**Instructions to follow:**
Work through the data below line by line and say how many lines hold "Scan"; give only the number.

**Source data:**
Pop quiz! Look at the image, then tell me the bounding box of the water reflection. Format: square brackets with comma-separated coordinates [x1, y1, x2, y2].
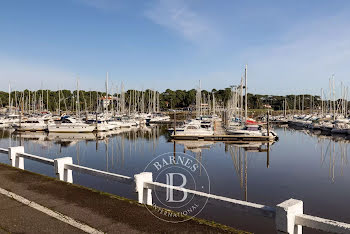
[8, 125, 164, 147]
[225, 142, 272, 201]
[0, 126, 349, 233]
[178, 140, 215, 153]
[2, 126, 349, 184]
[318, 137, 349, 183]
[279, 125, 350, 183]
--
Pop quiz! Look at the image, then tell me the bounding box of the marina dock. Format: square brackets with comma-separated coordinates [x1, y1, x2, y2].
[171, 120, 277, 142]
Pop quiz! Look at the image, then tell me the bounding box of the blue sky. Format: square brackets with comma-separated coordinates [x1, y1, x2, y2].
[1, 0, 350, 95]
...
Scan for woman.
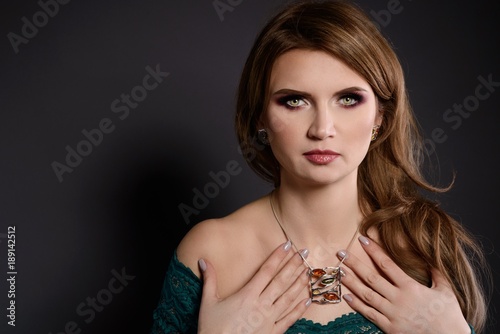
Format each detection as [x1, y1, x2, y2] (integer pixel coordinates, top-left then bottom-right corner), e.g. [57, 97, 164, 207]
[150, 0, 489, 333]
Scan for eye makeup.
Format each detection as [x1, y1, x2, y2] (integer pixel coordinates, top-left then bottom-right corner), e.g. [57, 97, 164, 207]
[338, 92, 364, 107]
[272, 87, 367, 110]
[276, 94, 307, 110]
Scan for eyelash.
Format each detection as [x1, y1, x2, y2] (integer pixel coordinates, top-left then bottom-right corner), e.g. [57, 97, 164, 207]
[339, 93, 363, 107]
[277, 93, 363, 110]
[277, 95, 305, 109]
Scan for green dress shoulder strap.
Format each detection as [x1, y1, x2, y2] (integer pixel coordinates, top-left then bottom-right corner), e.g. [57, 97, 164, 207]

**Task result:**
4